• DOCUMENT:
++++

Pension Advice

Is My Pension Lump Sum Taxable? – What You Need To Know

is my pension lump sum taxable graphic

A pension is a tax-efficient way to put money aside for later in life, to provide income for when you retire. At age 55 you can access your pension and take a lump sum, which may be subject to income tax. Here we answer some of the common questions around taking a tax-free lump sum.

 

Generally, the first 25% of your pension lump sum is tax-free. The remaining 75% is taxable at the same rate as income tax. The tax-free lump sum does not affect your personal allowance.

 

In this post, we will break down some of the details which will affect how much tax you pay on your lump sum.

 

How much income tax will I pay on my pension lump sum?

 

The amount you’re taxed on a pension depends on your personal income.

 

Your tax-free personal income allowance is £12,570. If you have already earned over the allowance, then you’re liable to pay income tax on everything exceeding this amount.

 

The amount of tax depends on which income band you qualify for. The table below shows income tax bands in the UK. This does not include Scotland where the tax bands are slightly different.

 

Income Rate Tax
Up to £12,570 Personal Allowance 0%
£12,571-£50,270 Basic Rate 20%
£50,271-£150,000 Higher Rate 40%
Over £150,000 Additional Rate 45%
Table 1: Shows income bands and tax rates in the UK. Source: https://www.gov.uk/income-tax-rates.

 

If your personal income exceeds £100,000 per year, your personal allowance maybe slightly lower. The personal allowance is reduced by half of the amount – £1 for every £2 over £100,000.

 

Your pension provider will be able to work out how much tax you must pay for the current tax year using your tax code.

 

Pension Withdrawal Amount Income For The Year Tax Paid
£100,000 0 £17,432
£100,000 £30,000 £30,432
£500,000 0 £153,710
£500,000 £30,000 £167,210
Table 2: Shows examples of tax paid depending on income. Source: Which.com/money/pensions-retirement-calculators

Note: Table figures have been updated for the 2021-22 tax year. It’s advisable to take tax advice from a qualified accountant.

 

The table above shows that if you made a pension lump sum withdrawal of £100,000 you’d need to pay £17,432 in tax (assuming you’ve received no additional income that tax year). The examples below give more detail about how the tax liability is calculated.

 

Example 1:

  • Pension pot = £100,000
  • Tax free lump sum = £25,000
  • Additional income for tax year = £0

Taxable income is = £75,000

  • Tax paid at 20% = £7,540
  • Tax paid at 40%: = £9,892
  • Tax paid at 45%: = £0
  • Total tax paid = £17,432

Total income after tax = £82,568

 

Now let’s look at a different example assuming the individual withdrawing from their pension has earned £30,000 in additional income for the tax year.

 

Example 2:

 

  • Pension pot = £100,000
  • Tax free lump sum = £25,000
  • Additional income for tax year = £30,000

 

Taxable income is = £105,000

 

  • Tax paid at 20%= £7,540
  • Tax paid at 40% =£22,892
  • Tax paid at 45%= £0
  • Total tax paid= £30,432

Total income after tax = £73,054

 

Can I take 25% of my pension tax-free at 55?

 

Yes, you can usually take your pension from age 55 (age 57 from 2028).

 

If you have a defined contribution pension (a workplace or private pension) you can take 25% of your pension as a tax-free lump sum.

++++

• DATASET:
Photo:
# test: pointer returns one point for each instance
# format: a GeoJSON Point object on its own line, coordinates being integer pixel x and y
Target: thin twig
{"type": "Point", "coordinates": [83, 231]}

++++

• AIM: Please resume the article on pension lump sum tax, starting right after its final sentence.

• IN RESPONSE:
If you have a defined benefit (DB) pension, often known as a ‘final salary’ pension, the situation becomes more complicated. Again, you can generally take a lump sum when you reach 55. However, how much you might receive in one go as a cash lump sum and how much your yearly income would be reduced by in the future, is determined by what’s known as a scheme’s ‘commutation factor.’

 

A common commutation factor is 15. In this case you’d reduce your annual pension income by £1,000 to get a £15,000 cash lump sum.

 

How can I avoid paying tax on my pension lump sum?

 

If you have a defined contribution pension you can usually take 25% of your pension as tax-free cash. You can avoid paying unnecessary tax by taking your pension in a series of smaller lump sums. This is because each year you are allowed to take £12,570 without paying tax (your standard personal allowance).

 

For example,

 

You have a pension pot of £100,000

 

£25,000 is tax-free (25%) and the remaining £75,000 is taxable

 

You take the remaining £75,000 as six equal amounts of £12,500 spread over six years

 

As this falls within your standard personal allowance, and if you’ve no other taxable income during this time, you won’t pay any income tax.

 

Only taking the amount of tax-free cash you need at the time is potentially a good idea, as by leaving the rest in your pension, it’s got a chance to grow tax-free, and you could end up with a greater tax-free sum overall. Only taking the amount of tax-free cash you need at the time is potentially a good idea as by leaving the rest in your pension, it’s got a chance to grow tax-free, and you could end up with a greater tax-free sum overall.

 

However, when taking your pension in smaller lump sums you must also factor in any additional income, as this could end up putting you in a higher tax bracket meaning you’ll pay more income tax.

 

What are 25% tax-free lump sum pension rules?

 

Defined contribution pension

 

With a defined contribution pension scheme (workplace or private pension) you can usually choose to take some or all your pension pot as a lump sum. 25% of this will be tax-free.

 

The tax-free lump sum doesn’t affect your personal tax allowance. The remaining 75% is then taxed as income at your marginal rate of tax, based on your total taxable income for the tax year.

 

If you take your 25% tax-free lump sum, you must pick one of the options below for the remaining 75%.

 

Your pension options How much is tax free? What’s Taxable
Guaranteed income (Annuity) 25% of your pension pot before you buy an annuity Income paid from the annuity
Adjustable income(Pension Drawdown) 25% of your pot before you invest in an adjustable income Any income you get from your investments
Take cash in smaller chunks 25% of each small chunk you withdraw 75% of each small chunk you withdraw
Take your whole pot in one go 25% of your whole pension pot 75% of your whole pension pot
Mix of different options from above Depends which option you choose Depends which option you choose
Table 3: Shows different pension options and taxable amounts.

 

Defined benefit pension

 

With a defined benefit scheme (often called a final salary pension) the pension and lump

sum are separate, and you’ll draw your pension and take your cash lump sum at the same time. The amount you can take as a lump sum will be set by the scheme.

 

How much can I earn before paying tax on my pension?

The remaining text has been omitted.